**Excerpt provided:**
+---+

PAPER: An Elephant on Tiptoes, delivered at Theatre and Performance Association

PAPER TO THEATRE AND PERFORMANCE RESEARCH ASSOCIATION 2005

The luxurious balance of an elephant on tiptoes…

I recently designed a show at a theatre near here that has a stage floor that is set down from the 3 sides of the auditorium by about 4 inches. Given the nature of the piece and the way I wanted to present the performers it was essential, and to me obvious, that the stage floor had to be raised to auditorium level. Now whilst this would in most respects be an ‘invisible’ – not perceptibly performing – aspect of the scenography, it made a significant difference to how the space felt and would be read. On no less than 3 occasions in ascending rank the theatre staff approached me…..to ask why the…heck… should £1500 be spent on something that nobody will notice?

Perhaps I was wrong but I like to think that I made an alteration to the space that they should have retained, a small effective alteration that transformed a passive space into a much more vibrant one, – very simply one that felt connected to the auditorium.

+---+

**Directive:** Write out the stage-design paper word for word from "PAPER TO THEATRE" to "nobody will notice?". The data after this point is separate from the stage-design paper.

+---+

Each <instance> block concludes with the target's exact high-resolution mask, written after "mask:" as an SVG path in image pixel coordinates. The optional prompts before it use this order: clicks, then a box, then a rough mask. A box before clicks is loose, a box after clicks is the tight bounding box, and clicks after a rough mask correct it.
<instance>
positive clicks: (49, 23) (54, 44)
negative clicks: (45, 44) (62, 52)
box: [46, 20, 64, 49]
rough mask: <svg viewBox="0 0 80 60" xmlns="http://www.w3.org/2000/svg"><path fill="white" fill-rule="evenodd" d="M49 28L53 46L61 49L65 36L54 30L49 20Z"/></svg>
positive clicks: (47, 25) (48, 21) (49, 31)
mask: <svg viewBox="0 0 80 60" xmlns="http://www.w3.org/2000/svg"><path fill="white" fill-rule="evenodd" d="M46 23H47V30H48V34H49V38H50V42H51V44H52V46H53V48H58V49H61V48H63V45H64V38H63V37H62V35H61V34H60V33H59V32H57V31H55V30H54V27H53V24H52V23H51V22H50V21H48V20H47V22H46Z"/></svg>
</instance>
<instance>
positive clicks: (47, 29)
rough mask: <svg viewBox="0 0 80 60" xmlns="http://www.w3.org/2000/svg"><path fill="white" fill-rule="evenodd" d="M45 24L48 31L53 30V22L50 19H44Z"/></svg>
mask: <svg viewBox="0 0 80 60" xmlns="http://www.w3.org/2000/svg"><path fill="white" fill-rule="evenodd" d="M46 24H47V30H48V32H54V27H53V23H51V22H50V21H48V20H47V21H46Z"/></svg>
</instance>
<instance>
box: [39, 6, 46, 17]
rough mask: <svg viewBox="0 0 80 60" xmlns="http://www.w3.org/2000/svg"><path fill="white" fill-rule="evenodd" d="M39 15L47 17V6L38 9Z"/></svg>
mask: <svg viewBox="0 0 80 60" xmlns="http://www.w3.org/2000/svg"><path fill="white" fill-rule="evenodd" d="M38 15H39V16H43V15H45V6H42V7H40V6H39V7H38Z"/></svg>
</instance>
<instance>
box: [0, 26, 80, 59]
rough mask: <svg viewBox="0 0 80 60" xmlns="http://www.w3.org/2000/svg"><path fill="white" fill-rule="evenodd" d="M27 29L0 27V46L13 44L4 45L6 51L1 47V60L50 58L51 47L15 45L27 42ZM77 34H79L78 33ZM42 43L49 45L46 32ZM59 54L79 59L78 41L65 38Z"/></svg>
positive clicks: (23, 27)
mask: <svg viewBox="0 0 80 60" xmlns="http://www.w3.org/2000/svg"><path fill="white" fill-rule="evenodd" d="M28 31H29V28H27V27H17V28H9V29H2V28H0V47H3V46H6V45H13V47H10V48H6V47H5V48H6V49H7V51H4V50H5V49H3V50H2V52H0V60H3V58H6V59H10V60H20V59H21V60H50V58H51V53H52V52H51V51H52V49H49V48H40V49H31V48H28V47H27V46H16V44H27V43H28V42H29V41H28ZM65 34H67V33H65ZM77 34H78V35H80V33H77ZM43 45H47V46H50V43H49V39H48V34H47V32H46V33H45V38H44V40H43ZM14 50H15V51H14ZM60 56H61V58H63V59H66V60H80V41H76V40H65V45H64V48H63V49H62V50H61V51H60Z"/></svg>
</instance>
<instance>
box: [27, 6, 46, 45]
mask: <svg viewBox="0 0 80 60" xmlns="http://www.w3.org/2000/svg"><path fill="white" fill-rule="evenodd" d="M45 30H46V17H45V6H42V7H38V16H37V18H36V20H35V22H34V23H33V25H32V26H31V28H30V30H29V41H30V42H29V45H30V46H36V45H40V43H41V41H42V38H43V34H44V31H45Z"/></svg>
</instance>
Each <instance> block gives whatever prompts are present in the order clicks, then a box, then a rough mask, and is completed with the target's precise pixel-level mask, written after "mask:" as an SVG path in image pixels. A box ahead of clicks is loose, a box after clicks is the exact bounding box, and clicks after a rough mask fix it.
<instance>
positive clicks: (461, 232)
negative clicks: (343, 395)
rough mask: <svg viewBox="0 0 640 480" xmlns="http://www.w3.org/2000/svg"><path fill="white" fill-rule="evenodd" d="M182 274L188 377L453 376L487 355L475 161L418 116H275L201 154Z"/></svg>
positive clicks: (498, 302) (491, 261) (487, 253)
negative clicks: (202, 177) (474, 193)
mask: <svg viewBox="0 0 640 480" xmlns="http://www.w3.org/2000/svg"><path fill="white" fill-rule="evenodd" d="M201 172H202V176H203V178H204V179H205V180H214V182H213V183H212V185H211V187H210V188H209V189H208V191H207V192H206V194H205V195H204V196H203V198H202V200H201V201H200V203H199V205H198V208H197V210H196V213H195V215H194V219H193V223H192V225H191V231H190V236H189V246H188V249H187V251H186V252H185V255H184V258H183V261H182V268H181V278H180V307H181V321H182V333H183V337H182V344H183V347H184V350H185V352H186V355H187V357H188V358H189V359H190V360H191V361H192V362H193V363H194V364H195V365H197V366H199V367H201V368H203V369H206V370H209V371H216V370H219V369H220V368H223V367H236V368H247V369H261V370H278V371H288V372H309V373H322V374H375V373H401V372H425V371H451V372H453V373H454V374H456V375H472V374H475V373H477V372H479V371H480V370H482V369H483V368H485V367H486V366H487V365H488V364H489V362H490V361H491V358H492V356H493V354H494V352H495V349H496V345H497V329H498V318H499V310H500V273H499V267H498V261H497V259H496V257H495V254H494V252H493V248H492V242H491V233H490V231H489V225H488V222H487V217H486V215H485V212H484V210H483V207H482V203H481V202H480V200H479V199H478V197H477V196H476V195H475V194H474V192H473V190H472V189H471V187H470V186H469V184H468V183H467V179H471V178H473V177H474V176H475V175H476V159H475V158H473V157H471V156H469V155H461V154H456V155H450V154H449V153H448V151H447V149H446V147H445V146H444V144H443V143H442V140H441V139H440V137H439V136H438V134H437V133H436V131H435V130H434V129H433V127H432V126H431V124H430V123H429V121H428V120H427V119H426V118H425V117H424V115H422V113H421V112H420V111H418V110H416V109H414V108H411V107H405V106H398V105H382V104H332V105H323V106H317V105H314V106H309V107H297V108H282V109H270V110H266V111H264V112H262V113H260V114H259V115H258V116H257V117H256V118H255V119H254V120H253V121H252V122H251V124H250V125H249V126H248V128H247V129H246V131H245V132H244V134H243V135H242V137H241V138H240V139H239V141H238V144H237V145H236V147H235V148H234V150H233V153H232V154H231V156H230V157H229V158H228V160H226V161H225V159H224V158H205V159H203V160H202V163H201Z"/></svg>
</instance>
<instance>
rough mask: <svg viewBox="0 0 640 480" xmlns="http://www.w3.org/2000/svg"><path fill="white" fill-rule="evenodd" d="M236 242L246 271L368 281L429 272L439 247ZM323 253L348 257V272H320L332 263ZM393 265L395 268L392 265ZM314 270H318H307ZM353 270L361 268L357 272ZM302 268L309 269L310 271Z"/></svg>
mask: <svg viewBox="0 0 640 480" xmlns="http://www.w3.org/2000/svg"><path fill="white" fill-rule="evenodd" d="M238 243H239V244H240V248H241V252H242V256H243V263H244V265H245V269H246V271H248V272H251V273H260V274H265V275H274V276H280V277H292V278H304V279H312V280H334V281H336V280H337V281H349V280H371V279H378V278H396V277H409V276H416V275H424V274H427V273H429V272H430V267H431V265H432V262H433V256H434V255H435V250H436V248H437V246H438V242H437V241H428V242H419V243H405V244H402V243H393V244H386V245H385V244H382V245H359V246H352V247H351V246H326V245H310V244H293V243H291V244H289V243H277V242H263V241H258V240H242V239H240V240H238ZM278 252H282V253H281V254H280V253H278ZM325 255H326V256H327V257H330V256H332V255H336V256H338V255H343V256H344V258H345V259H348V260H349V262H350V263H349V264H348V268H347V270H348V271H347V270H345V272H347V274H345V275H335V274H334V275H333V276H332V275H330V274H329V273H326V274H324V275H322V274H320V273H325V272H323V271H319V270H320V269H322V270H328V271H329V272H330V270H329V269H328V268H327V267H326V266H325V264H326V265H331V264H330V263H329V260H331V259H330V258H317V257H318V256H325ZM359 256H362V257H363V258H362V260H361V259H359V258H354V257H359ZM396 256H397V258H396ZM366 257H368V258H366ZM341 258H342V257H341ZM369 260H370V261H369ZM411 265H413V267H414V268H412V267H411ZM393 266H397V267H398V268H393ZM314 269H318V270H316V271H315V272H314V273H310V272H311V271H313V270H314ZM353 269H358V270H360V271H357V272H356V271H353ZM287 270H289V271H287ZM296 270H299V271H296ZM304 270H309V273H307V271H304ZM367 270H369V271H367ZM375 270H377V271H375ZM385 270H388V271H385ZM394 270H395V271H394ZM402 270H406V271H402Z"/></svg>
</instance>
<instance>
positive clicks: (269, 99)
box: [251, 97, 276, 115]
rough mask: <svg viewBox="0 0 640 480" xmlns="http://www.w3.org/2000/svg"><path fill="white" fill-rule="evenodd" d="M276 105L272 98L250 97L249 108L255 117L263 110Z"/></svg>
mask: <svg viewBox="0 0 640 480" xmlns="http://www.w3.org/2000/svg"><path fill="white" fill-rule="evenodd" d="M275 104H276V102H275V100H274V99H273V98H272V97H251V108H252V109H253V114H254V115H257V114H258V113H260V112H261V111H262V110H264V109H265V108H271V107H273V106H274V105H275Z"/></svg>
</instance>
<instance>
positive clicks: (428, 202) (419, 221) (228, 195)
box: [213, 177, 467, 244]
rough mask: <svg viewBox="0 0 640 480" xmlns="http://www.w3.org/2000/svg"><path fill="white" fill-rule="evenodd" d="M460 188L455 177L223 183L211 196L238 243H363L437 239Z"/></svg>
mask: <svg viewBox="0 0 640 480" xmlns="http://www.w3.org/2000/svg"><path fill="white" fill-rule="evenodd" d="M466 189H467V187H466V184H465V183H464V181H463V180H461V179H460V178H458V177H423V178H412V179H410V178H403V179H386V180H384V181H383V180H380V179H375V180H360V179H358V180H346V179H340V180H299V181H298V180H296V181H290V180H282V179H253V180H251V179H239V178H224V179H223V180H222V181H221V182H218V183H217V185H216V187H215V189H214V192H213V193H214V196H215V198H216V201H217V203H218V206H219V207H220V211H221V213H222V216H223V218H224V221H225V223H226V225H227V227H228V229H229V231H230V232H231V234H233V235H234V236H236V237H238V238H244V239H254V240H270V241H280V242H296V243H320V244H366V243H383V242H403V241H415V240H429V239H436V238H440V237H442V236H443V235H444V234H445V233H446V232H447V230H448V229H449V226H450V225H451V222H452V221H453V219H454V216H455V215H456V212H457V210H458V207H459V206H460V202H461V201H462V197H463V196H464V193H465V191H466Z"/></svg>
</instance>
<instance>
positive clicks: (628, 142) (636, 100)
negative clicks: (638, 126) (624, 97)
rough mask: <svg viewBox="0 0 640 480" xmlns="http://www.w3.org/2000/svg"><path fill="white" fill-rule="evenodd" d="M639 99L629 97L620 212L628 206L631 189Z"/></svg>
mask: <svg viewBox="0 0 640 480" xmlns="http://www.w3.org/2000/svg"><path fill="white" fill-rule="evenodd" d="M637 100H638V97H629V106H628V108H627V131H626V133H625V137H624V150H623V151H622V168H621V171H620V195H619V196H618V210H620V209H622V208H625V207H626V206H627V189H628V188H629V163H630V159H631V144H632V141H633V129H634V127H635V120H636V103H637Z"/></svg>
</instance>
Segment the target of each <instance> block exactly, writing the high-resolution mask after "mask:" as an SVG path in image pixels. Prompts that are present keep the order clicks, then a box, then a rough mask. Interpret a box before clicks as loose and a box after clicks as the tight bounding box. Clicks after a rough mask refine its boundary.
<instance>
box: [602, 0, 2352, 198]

+---+

**The completed task:**
PAPER TO THEATRE AND PERFORMANCE RESEARCH ASSOCIATION 2005

The luxurious balance of an elephant on tiptoes…

I recently designed a show at a theatre near here that has a stage floor that is set down from the 3 sides of the auditorium by about 4 inches. Given the nature of the piece and the way I wanted to present the performers it was essential, and to me obvious, that the stage floor had to be raised to auditorium level. Now whilst this would in most respects be an ‘invisible’ – not perceptibly performing – aspect of the scenography, it made a significant difference to how the space felt and would be read. On no less than 3 occasions in ascending rank the theatre staff approached me…..to ask why the…heck… should £1500 be spent on something that nobody will notice?